> RECORDS SUPPLIED:
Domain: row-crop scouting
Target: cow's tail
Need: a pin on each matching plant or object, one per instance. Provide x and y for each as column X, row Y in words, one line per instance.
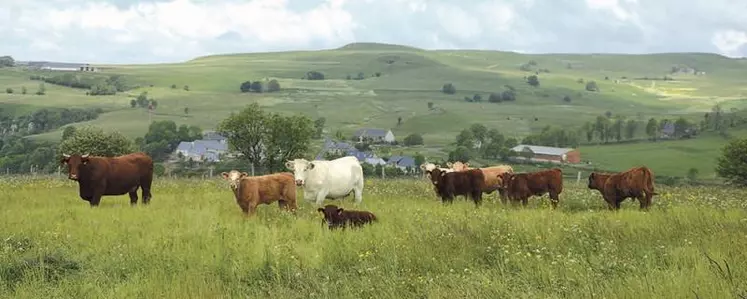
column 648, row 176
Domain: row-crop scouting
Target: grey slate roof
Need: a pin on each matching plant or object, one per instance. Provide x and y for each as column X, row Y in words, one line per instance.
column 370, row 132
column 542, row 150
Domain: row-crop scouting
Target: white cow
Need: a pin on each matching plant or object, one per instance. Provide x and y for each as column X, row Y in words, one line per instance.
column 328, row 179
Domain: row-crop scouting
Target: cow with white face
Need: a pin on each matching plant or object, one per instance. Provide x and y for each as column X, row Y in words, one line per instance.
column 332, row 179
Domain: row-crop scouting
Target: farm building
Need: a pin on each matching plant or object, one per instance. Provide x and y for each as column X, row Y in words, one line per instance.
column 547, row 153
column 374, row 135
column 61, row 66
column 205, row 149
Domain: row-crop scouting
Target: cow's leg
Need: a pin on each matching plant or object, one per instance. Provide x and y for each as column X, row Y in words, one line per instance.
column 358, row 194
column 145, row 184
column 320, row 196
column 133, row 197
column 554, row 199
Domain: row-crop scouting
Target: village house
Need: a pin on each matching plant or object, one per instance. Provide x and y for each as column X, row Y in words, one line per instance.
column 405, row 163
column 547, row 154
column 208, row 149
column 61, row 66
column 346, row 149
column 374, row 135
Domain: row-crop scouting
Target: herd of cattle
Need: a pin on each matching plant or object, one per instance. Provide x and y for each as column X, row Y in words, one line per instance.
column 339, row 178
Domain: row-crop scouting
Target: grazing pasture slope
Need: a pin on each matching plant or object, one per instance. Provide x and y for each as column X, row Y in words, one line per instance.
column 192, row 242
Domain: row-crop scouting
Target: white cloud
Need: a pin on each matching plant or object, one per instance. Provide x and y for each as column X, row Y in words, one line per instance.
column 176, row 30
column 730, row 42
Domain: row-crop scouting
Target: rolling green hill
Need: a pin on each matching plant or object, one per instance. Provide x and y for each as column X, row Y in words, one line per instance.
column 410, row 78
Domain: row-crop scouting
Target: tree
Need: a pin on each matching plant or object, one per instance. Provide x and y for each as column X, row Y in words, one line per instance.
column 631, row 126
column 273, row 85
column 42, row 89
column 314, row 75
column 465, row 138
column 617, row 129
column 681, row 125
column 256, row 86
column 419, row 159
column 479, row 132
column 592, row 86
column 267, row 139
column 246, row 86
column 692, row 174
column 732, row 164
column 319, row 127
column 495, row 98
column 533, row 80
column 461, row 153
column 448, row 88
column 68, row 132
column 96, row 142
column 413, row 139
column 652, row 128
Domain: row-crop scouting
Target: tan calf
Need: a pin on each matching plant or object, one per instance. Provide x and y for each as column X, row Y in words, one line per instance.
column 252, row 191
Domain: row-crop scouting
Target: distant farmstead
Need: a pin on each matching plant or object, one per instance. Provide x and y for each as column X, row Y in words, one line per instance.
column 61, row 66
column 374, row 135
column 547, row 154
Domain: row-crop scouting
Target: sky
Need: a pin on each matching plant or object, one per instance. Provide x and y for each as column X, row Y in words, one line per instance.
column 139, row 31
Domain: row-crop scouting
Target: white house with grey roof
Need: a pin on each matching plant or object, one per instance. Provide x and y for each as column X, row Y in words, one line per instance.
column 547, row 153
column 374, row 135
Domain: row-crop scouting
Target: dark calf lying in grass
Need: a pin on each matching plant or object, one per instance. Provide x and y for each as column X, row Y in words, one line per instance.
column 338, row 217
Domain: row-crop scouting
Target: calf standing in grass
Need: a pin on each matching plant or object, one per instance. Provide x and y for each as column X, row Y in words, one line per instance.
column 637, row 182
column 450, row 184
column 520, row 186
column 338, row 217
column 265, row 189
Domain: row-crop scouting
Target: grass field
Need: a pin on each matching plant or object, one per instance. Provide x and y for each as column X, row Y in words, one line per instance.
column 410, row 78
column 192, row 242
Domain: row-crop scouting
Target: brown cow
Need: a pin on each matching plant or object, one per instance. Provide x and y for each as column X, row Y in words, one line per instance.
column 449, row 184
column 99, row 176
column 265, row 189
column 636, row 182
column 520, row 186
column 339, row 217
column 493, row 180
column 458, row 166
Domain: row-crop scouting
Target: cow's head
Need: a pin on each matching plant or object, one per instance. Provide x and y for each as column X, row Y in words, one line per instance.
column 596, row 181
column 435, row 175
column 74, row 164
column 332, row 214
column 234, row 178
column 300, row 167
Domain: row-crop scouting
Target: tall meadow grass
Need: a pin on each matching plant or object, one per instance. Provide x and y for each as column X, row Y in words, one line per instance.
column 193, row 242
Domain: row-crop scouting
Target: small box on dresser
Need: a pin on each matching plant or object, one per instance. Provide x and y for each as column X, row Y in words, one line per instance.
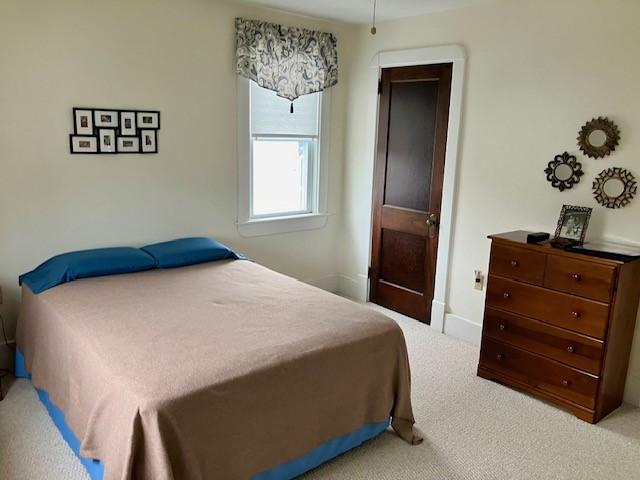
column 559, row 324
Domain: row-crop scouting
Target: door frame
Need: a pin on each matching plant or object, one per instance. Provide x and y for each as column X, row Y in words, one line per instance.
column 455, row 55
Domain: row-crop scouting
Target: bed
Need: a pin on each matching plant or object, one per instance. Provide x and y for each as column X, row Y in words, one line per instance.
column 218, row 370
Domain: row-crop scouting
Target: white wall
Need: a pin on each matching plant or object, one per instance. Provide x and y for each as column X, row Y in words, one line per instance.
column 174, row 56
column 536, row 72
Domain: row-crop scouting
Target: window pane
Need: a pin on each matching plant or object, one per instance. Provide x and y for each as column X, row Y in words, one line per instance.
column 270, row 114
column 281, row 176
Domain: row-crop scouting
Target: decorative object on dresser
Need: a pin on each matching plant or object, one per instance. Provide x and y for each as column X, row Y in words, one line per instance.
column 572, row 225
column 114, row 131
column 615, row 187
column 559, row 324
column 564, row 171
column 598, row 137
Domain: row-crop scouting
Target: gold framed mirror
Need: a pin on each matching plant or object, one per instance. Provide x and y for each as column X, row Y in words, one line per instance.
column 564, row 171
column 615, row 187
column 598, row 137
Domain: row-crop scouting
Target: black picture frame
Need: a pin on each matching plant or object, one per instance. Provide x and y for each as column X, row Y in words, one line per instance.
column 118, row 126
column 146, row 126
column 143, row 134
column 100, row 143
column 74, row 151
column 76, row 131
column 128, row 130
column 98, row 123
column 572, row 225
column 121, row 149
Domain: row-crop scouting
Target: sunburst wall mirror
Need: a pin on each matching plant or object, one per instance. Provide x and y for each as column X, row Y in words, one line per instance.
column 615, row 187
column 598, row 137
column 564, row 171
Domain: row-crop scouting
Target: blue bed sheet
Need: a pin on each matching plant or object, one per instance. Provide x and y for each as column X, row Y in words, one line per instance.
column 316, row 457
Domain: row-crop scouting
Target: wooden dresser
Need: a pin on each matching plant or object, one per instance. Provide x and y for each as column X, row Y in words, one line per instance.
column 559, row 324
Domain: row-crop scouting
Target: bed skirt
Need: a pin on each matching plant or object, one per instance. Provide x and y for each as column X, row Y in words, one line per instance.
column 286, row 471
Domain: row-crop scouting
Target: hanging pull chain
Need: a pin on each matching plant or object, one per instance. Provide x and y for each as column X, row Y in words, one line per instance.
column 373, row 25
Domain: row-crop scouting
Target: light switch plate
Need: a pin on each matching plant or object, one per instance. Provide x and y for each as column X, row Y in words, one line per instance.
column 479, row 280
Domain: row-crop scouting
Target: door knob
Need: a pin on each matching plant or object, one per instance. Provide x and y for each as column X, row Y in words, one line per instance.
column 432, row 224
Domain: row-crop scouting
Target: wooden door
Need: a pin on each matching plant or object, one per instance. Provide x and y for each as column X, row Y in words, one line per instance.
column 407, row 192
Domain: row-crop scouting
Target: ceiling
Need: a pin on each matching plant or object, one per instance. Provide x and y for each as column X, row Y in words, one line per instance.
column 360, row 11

> INSTRUCTIONS TO FOLLOW:
If a line in the records contains the word "white", copy it out.

> YOUR RESPONSE:
Target: white cow
Target: cow with white face
Target: white cloud
Target: white house with grey roof
Target: white wall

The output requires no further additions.